§ Tasks to carry out:
1. Answer the following from the article on smoking bans.
(a) For how long has the writer lived in Berlin?
(b) How many years of research does the writer cite?
(c) What is the official yearly figure in Germany for deaths from passive smoke, and where does it come from?
2. Extract from the article on smoking bans the passage starting with "(4) Pubs, bars, clubs" and going on through "not the government.".

§ Document excerpt:
Steppin' out for a smoke
The Local · 11 May 2009, 17:00
Published: 11 May 2009 17:00 GMT+02:00
Having lived in Berlin for the better part of three years, I’ve been asked to write something about my ‘right’ to smoke here. But I’m not sure I have one. The real question, I think, is: who has the right to forbid me to smoke, and on what grounds? Consider the following:
(1) Tobacco is legal in Germany.
(2) Smokers are adults.
(3) Smokers contribute enormous amounts of tax revenue.
(4) Pubs, bars, clubs and restaurants are private property.
(5) If some people don’t like smoke, this is a matter of taste and therefore for the free market to sort out, not the government.
(6) A decent modern ventilation system can render smoke virtually unnoticeable.
(7) ‘Second-hand,’ or ‘passive’ smoke hurts no one anyway.
This all seems pretty obvious to me, but the last point may need some explanation. Seven years of research has convinced me that the potential risks involved in smoking are currently hugely exaggerated, for reasons which have more to do with politics than health.
In the case of ‘second-hand’ smoke, though, anyone who really looks at the evidence – how the studies are done, who pays for them, what the statistics really mean – is soon reminded of the old story of The Emperor’s New Clothes.
You remember the one: the Emperor thinks he’s wearing a fabulous invisible costume, and no one has the nerve to tell him he’s naked because, well, he’s the Emperor! We’re not so impressed by emperors these days, or by priests or popes or politicians. But we seem to practically swoon at the sight of a doctor’s white coat. That’s why, more and more, it’s the uniform of choice for anyone in authority who wants to nag you, bully you, raise your taxes and generally push you around.
In Germany, the ‘official’ figure for yearly deaths from ‘passive smoke’ has been, for the last four years, exactly 3,301 – two-thirds of whom, incidentally, are supposedly over 75 years old and one-third over 85. This comes from a cancer research centre in Heidelberg. How do they know? Well, they don’t. They have just cherry-picked a few dubious statistics from a few trashy studies, and done computer projections from them. They can’t actually prove even one death.
I’m happy to say there seems to be a bit more (healthy!) scepticism about this sort of thing in Germany than, say, the UK. I’m delighted, too, that in the face of court rulings, fierce resistance, and half-hearted enforcement, smoking bans are unravelling in Berlin and the rest of the country.

§ Data:
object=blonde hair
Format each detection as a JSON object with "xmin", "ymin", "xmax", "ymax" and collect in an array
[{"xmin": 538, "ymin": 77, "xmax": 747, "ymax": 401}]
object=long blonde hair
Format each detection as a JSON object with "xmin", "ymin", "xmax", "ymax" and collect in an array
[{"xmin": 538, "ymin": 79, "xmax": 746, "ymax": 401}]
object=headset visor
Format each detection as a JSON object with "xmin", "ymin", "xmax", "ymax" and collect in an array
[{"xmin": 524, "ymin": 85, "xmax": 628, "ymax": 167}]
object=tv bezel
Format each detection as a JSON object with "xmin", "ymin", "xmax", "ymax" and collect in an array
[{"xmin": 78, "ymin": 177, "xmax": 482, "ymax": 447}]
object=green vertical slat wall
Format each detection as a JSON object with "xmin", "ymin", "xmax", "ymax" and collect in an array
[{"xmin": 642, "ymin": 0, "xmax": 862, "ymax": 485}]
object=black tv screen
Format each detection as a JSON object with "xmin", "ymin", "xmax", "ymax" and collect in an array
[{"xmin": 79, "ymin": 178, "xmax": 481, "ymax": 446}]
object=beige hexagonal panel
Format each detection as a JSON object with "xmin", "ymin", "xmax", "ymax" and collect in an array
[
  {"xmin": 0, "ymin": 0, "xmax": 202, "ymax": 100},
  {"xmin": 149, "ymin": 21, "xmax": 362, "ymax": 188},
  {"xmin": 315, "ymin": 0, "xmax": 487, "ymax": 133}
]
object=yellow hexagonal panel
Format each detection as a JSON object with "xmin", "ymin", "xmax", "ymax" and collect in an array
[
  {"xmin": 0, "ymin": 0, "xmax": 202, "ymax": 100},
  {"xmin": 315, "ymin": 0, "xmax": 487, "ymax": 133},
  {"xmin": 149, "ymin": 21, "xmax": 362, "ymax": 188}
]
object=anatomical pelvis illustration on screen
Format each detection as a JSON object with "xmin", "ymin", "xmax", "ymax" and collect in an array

§ Answers by task:
1.
(a) The better part of three years.
(b) Seven years.
(c) Exactly 3,301. It comes from a cancer research center in Heidelberg.

2.
(4) Pubs, bars, clubs and restaurants are private property.
(5) If some people don’t like smoke, this is a matter of taste and therefore for the free market to sort out, not the government.